Copy out the lines starting at the one containing "Trace the outline of every instance of the **vaulted" and ending at the last line, with the requests included, and increase every vertex coordinate in the answers by 22.

Contour annotation lines
--- Begin ---
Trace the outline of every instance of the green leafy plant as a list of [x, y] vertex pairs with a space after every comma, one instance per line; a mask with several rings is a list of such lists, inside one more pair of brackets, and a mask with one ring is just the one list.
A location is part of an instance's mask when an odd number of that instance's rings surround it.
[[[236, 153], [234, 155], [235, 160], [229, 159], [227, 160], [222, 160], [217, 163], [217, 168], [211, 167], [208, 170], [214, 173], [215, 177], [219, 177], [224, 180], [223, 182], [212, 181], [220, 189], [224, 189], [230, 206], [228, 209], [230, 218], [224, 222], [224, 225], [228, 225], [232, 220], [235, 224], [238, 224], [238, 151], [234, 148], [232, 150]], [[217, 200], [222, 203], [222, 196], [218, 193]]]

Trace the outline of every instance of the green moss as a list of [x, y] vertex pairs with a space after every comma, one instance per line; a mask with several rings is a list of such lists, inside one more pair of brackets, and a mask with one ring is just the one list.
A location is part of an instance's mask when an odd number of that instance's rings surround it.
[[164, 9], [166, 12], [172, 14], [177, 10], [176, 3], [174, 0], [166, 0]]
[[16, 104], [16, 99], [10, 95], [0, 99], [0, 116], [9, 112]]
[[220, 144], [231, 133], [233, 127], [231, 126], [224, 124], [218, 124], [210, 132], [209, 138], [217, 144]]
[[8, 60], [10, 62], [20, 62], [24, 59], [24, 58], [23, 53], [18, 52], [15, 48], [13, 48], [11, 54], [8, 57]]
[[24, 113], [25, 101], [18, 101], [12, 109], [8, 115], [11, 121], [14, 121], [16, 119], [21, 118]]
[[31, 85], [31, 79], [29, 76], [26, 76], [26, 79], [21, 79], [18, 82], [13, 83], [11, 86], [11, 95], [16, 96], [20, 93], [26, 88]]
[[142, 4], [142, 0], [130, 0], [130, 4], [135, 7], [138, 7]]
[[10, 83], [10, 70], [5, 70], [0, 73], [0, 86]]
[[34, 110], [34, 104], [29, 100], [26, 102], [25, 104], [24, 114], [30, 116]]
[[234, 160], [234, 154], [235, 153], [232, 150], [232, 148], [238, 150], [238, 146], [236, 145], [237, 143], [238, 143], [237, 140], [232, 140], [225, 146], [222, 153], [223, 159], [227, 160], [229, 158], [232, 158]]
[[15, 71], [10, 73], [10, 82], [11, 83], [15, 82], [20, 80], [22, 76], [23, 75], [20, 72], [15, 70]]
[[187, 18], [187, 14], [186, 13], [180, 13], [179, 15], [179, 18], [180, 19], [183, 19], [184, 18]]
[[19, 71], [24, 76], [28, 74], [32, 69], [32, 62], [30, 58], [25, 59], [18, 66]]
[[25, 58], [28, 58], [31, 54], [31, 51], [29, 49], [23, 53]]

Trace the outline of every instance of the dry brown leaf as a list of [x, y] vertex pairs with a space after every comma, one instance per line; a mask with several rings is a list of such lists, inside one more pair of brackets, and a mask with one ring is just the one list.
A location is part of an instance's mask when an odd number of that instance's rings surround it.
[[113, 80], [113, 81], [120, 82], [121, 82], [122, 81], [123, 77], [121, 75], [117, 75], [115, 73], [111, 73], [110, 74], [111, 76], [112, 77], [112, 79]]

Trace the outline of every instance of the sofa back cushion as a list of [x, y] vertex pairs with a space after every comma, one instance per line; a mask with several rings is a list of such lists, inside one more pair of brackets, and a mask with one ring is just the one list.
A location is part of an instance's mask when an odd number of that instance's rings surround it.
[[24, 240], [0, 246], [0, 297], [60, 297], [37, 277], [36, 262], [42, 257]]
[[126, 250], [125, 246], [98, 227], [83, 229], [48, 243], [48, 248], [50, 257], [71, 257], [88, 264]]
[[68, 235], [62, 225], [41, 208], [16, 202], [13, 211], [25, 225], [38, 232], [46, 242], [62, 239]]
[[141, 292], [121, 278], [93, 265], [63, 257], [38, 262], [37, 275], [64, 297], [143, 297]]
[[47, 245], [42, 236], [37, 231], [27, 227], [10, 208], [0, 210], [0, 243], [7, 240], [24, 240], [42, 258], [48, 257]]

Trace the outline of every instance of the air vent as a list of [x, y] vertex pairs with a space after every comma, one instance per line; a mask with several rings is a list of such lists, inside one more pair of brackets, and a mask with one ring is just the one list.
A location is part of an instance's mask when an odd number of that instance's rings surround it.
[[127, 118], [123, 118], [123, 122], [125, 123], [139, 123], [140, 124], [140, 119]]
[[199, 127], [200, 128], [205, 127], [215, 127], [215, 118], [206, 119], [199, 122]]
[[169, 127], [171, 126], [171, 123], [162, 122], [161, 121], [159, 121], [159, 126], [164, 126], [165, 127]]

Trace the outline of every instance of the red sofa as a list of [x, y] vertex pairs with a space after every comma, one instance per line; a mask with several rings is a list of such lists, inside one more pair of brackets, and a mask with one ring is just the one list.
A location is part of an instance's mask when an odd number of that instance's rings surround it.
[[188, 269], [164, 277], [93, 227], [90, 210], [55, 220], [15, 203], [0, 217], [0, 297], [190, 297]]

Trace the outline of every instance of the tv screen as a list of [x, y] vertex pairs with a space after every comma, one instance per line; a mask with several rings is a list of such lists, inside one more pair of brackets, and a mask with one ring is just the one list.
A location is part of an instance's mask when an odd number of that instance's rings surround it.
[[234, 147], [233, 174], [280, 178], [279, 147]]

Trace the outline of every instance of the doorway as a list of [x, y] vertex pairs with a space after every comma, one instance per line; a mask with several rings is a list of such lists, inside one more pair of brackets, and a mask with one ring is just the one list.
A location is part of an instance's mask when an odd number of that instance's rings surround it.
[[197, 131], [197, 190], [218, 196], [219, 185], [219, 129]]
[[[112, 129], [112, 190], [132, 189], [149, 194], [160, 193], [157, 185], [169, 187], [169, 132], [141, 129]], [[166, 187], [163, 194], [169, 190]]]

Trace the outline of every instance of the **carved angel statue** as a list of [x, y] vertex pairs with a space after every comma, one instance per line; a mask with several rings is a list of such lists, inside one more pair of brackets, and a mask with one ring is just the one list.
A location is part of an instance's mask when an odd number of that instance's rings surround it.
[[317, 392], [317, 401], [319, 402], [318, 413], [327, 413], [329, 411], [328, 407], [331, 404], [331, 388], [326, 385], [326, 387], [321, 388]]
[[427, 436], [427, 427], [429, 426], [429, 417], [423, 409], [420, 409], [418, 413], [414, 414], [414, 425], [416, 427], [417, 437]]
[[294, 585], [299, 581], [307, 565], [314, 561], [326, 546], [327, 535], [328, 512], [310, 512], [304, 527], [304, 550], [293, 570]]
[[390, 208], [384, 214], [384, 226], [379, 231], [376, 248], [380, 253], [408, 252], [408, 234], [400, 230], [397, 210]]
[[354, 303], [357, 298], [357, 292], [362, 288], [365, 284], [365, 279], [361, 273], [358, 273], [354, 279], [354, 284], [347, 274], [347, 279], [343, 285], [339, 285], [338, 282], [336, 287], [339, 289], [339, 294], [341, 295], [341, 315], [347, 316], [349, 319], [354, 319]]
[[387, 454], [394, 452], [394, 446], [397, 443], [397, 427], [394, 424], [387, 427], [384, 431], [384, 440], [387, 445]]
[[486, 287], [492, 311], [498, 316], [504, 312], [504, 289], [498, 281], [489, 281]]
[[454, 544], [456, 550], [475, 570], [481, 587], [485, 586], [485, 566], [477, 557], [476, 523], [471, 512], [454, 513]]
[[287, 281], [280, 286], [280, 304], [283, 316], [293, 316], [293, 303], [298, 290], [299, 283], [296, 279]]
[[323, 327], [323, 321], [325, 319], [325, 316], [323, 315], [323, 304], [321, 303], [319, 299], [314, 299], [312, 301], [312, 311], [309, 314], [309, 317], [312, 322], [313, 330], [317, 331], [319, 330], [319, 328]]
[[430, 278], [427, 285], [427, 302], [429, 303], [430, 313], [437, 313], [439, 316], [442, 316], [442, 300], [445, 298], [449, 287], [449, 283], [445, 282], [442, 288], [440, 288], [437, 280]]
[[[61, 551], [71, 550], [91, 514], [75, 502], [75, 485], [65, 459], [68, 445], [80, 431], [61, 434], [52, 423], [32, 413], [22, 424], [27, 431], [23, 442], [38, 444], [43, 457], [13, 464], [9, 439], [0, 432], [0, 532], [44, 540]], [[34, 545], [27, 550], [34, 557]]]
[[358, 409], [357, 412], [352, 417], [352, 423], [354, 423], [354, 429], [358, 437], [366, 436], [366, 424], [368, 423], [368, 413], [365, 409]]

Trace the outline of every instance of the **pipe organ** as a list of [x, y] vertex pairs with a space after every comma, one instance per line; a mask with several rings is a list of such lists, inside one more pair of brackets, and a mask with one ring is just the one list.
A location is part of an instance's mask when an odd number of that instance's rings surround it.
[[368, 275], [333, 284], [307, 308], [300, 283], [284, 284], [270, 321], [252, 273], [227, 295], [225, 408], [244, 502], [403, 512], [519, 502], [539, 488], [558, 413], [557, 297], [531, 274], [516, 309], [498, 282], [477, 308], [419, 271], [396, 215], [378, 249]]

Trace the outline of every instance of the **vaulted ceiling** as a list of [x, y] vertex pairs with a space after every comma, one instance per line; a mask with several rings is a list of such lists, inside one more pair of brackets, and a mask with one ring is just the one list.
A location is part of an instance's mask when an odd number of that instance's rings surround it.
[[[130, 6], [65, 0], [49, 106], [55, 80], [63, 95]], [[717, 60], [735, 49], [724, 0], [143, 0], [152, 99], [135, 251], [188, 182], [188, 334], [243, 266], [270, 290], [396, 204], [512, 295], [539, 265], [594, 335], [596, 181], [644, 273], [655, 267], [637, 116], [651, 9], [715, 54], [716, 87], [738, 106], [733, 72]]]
--- End ---
## SOLUTION
Trace the outline of every instance of the **vaulted ceiling** as a list of [x, y] vertex pairs with a space after every comma, one instance per line; a mask with several rings is a list of such lists, inside one more pair of brackets, and a mask with one ring is just the one list.
A location is part of an instance's mask when an odd number of that instance's rings surround it.
[[[152, 28], [87, 22], [71, 128], [77, 102], [85, 117]], [[739, 82], [757, 71], [746, 22], [165, 22], [174, 121], [157, 273], [210, 204], [210, 356], [265, 288], [292, 312], [418, 226], [534, 317], [561, 287], [616, 357], [618, 203], [666, 295], [677, 289], [659, 138], [673, 31], [737, 76], [738, 109], [760, 128], [755, 94]]]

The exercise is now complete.